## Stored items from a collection

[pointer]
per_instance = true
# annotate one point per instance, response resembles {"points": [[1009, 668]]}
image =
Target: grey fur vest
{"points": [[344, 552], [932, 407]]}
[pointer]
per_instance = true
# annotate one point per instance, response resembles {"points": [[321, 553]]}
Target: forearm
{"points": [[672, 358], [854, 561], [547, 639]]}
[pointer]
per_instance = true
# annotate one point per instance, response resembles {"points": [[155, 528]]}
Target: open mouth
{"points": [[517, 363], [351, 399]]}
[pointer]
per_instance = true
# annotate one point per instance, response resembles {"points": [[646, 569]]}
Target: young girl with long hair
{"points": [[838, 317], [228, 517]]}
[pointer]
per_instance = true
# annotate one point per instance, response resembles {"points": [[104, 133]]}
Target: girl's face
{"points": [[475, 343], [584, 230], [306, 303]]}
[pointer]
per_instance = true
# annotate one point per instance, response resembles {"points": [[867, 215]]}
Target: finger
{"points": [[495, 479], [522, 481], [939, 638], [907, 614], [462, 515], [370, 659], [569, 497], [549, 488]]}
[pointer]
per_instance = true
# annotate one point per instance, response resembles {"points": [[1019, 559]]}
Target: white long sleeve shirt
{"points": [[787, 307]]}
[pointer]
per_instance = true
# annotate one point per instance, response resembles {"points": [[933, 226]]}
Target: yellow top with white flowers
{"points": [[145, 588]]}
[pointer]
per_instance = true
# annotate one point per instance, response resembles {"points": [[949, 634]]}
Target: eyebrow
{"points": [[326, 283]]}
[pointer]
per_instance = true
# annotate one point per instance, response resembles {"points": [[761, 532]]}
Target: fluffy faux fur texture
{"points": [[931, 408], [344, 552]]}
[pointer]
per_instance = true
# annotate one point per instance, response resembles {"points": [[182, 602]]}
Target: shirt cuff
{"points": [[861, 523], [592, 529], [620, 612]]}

## Problem
Copy each entry exactly, with nothing added or dropped.

## Problem solution
[pointer]
per_instance = true
# annotate one point per instance, response resembles {"points": [[1009, 668]]}
image =
Target: grey fur vest
{"points": [[344, 552], [932, 407]]}
[pointer]
per_instance = true
# annotate one point per instance, response resembles {"points": [[321, 553]]}
Target: forearm
{"points": [[672, 358], [854, 561], [547, 639]]}
[pointer]
per_instance = true
# annotate one point per instance, response resembles {"points": [[155, 528]]}
Target: open mouth
{"points": [[517, 363], [351, 399]]}
[pointer]
per_instance = true
# annotate one point per instance, response resembles {"points": [[646, 569]]}
Target: young girl with long hair
{"points": [[838, 317], [228, 517]]}
[pointer]
per_instance = true
# annotate one point per instance, response resembles {"points": [[104, 133]]}
Target: girl's face
{"points": [[475, 343], [584, 230], [306, 303]]}
[pointer]
per_instance = true
# annotate one point per instance, response resembles {"points": [[867, 215]]}
Target: finger
{"points": [[495, 479], [522, 481], [939, 638], [907, 614], [462, 515], [370, 659], [569, 497], [549, 488]]}
[pointer]
per_instance = true
# annotate one point per instance, response resembles {"points": [[1019, 559]]}
Target: white long sleeve shirt
{"points": [[787, 307]]}
[pointer]
per_instance = true
# annotate one point per instance, response resembles {"points": [[933, 226]]}
Target: yellow top with white flowers
{"points": [[145, 588]]}
[pointer]
per_instance = true
# annotate one point per instance, response resembles {"points": [[949, 634]]}
Target: eyebrow
{"points": [[326, 283]]}
[pointer]
per_instance = true
# annotate one point per instance, response resembles {"points": [[761, 532]]}
Target: fluffy faux fur texture
{"points": [[931, 408], [344, 552]]}
[pointer]
per_instance = true
# annotate one point per instance, response resembles {"points": [[182, 602]]}
Target: shirt cuff
{"points": [[861, 523], [592, 529], [620, 612]]}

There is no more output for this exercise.